── Source

COHHIO / COHHIO_HMIS

Code for pulling in HMIS data, writing it out to reports
GNU Affero General Public License v3.0
10 stars 5 forks source link

Which `pe_` cohorts should be deduplicated? (and when?) #151

Closed gwenbeebe closed 3 years ago

gwenbeebe commented 3 years ago

Right now, most of our pe_ cohorts are getting deduplicated by person and alternate project ID. However, pe_adults_entered contains a few duplicates (my data files aren't from today, but I'm showing five duplicates). If we deduplicate it, we see different results in our summary_pe_adults_entered dataframe because our summarizing is done with n() instead of distinct counts. This leaves me with two questions:

gwenbeebe commented 3 years ago

Note: this also applies to pe_hohs_entered

gwenbeebe commented 3 years ago

To keep my deduplicating thoughts together, I'm going to expand this question to "and when?"

We currently create pe_hohs_served_leavers by adding an exit filter to pe_hohs_served. This makes sense, but we are filtering pe_hohs_served, deduplicating, and then filtering for pe_hohs_served_leavers after that deduplication.

If we instead create pe_hohs_served_leavers all at once, as shown below, we gain a few more people because we apply those filters before the deduplication. Is that what we want to do, or do we want to be catching those additional leavers? I'm not sure what is closest to the intent of the metric.

────

**Stated goal 1**
Answer these questions from the issue thread on deduplicating pe_ cohorts.
(a) Which license does the repository carry?
(b) How many duplicates does the commenter report seeing in pe_adults_entered?
(c) Which cohort is pe_hohs_served_leavers currently made from by adding an exit filter?
**Stated goal 2**
Continue the issue thread on deduplicating pe_ cohorts from its last sentence.
None of the rows are needed for this work.

── Dataset records

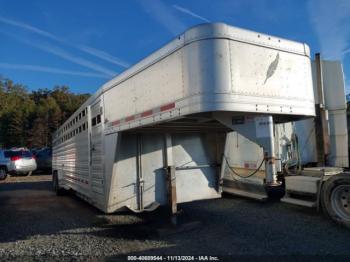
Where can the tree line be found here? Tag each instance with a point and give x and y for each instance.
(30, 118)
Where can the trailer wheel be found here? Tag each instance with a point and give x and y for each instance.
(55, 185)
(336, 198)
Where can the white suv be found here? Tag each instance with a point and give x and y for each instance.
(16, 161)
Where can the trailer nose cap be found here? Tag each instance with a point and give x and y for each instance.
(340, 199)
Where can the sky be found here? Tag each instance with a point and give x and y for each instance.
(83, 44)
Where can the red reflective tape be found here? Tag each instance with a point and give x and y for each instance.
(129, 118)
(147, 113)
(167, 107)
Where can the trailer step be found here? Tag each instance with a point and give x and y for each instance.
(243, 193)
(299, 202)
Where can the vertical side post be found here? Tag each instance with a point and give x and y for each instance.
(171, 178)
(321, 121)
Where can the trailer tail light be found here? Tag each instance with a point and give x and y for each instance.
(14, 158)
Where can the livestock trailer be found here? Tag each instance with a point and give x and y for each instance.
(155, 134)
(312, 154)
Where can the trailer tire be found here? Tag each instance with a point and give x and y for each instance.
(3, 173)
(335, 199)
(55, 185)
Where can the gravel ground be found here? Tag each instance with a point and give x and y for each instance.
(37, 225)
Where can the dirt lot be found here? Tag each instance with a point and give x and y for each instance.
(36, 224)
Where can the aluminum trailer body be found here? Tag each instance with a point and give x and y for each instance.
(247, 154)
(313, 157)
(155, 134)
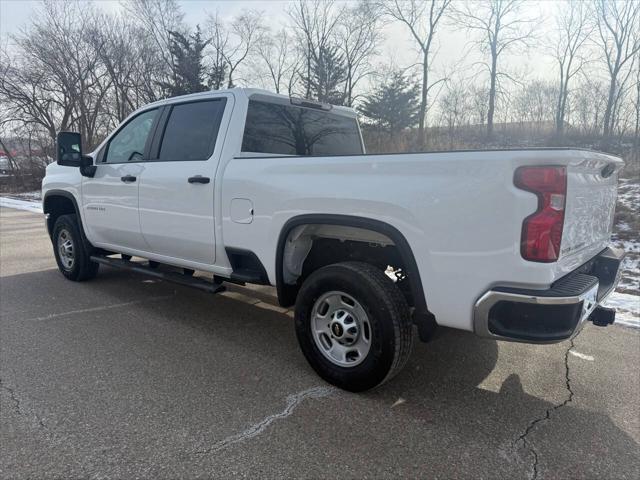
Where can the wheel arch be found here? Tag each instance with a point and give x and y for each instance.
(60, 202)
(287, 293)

────
── Dataset records

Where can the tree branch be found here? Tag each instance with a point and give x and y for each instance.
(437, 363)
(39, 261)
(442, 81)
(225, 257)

────

**Exercise output 1**
(a) The GNU Affero General Public License v3.0.
(b) Five.
(c) pe_hohs_served.

**Exercise output 2**
pe_hohs_served_leavers <- co_hohs_served %>%
  filter(served_between(., hc_project_eval_start, hc_project_eval_end) &
           exited_between(., hc_project_eval_start, hc_project_eval_end)) %>%
  select("PersonalID", "ProjectID", "EnrollmentID") %>%
  inner_join(pe_coc_funded, by = "ProjectID") %>%
  left_join(Client, by = "PersonalID") %>%
  left_join(
    Enrollment %>%
      select(-UserID,-DateCreated,-DateUpdated,-DateDeleted,-ExportID),
    by = c(
      "PersonalID",
      "EnrollmentID",
      "ProjectID",
      "ProjectType",
      "ProjectName"
    )
  ) %>%
  select(all_of(vars_we_want)) %>%
  arrange(PersonalID, AltProjectID, desc(EntryDate)) %>%
  distinct(PersonalID, AltProjectName, .keep_all = TRUE) # no dupes w/in a project
gwenbeebe commented 3 years ago

Just checking back in on this--it looks like pe_hohs_served_leavers and pe_hohs_served both have de-duping logic in them, but it's commented out. Are we testing something with that commenting? It looks like with that commented we aren't deduping them before creating the summaries, so I feel like I'm missing something.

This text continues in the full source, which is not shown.